Do this
Quote word for word everything from the line containing "Where can the leafy" down to the end of the records.

(Coordinate labeling records)
+ + +
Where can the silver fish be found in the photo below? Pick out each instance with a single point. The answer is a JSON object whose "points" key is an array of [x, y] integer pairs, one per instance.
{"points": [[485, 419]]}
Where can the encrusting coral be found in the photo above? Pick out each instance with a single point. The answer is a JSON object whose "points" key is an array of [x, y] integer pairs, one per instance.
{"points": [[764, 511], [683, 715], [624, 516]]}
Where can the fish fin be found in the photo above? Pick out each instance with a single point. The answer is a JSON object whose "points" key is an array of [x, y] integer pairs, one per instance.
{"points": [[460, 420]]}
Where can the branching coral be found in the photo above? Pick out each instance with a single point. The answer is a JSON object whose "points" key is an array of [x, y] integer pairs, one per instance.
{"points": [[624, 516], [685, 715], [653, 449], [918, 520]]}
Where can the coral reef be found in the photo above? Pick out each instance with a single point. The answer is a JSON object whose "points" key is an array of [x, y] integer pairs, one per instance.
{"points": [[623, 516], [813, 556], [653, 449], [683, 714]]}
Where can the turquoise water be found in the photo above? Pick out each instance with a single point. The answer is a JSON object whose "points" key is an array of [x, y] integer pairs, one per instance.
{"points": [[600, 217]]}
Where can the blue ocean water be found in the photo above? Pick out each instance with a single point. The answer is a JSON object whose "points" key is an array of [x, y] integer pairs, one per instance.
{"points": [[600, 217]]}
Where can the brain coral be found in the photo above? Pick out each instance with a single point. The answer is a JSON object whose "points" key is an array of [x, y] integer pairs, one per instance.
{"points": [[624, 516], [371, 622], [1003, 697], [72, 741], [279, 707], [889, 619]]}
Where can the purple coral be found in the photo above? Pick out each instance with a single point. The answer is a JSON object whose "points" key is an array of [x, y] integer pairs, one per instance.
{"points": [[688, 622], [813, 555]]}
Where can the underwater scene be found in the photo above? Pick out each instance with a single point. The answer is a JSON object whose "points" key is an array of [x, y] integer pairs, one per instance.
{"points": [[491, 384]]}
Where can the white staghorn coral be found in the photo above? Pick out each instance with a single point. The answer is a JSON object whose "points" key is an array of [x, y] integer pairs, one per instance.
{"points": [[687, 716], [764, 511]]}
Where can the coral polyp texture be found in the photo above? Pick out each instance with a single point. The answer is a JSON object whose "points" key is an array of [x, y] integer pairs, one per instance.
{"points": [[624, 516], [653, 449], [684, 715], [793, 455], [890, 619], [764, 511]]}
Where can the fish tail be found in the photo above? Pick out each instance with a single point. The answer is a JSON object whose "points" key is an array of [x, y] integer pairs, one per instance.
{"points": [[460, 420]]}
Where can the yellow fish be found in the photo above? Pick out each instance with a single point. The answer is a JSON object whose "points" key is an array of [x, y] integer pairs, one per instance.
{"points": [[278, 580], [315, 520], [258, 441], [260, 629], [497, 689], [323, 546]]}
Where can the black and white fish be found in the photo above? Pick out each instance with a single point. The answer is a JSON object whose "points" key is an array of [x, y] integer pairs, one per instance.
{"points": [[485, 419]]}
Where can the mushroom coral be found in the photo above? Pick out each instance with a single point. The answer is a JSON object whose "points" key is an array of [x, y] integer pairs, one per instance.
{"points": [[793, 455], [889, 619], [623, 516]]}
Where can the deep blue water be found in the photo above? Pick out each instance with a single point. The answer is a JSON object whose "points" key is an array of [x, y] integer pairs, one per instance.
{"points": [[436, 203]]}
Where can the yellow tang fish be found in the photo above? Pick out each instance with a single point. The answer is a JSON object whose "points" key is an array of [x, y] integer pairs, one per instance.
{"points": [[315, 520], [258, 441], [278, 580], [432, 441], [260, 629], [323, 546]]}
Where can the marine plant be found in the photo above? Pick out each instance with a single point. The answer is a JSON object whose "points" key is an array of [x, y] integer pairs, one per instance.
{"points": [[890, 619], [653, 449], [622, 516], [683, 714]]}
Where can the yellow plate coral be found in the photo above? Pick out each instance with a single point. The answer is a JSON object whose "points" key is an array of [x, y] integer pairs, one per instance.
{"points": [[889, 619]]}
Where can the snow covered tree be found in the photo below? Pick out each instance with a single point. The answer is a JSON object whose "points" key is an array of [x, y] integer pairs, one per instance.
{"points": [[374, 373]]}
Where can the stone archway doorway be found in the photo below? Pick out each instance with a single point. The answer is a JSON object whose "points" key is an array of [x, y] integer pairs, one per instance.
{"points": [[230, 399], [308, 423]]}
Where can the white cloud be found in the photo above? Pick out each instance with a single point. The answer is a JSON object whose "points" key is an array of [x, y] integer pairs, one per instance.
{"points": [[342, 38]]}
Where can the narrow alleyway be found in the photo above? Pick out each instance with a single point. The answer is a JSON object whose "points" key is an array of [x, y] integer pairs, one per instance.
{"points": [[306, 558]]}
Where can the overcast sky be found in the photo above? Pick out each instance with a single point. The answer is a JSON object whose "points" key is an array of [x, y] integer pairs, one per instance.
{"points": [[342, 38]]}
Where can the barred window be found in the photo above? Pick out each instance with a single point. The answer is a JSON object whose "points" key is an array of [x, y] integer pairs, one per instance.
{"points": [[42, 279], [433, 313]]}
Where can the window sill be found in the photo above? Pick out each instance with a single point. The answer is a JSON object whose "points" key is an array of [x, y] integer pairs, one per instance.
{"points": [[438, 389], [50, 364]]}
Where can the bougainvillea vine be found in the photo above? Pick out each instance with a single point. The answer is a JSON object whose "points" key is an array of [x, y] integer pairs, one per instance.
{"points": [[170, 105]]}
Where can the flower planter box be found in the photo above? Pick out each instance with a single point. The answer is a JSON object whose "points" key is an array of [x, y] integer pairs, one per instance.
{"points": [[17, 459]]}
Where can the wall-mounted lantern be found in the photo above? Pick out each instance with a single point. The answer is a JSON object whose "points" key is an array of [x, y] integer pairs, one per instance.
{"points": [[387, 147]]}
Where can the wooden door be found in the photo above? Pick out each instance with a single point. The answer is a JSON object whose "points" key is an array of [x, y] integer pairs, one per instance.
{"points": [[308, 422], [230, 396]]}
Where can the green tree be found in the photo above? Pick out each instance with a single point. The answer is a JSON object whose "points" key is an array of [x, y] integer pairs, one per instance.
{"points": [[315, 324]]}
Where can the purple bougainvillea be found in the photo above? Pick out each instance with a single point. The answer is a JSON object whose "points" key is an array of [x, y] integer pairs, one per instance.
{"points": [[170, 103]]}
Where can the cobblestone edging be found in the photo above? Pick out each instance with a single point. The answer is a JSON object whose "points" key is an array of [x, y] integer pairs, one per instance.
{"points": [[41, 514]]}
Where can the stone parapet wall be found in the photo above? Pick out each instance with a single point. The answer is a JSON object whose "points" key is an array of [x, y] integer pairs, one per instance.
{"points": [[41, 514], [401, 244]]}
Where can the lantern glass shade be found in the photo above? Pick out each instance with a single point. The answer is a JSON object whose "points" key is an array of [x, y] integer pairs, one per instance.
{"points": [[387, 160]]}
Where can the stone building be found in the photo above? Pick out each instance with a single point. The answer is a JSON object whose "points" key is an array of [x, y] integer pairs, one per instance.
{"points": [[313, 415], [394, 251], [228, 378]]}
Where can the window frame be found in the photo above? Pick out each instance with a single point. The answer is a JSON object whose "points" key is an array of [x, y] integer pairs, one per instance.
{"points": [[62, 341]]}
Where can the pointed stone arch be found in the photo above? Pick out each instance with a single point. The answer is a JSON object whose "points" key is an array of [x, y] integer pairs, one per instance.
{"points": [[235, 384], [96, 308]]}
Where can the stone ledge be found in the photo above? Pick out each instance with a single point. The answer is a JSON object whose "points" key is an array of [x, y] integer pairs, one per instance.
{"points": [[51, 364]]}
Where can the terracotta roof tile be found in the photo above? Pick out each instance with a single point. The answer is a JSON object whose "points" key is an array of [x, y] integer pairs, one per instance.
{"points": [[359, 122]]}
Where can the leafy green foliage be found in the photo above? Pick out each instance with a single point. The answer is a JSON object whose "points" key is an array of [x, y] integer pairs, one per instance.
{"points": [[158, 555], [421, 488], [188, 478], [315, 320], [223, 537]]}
+ + +
Output for this exercise
Where can the leafy green foliage be found in the photo above? Pick out each instance with a single point. The answer is a JSON object whose "points" key is an array of [x, y] integer pairs, one per instance.
{"points": [[158, 555], [421, 488], [188, 478], [315, 320], [223, 537]]}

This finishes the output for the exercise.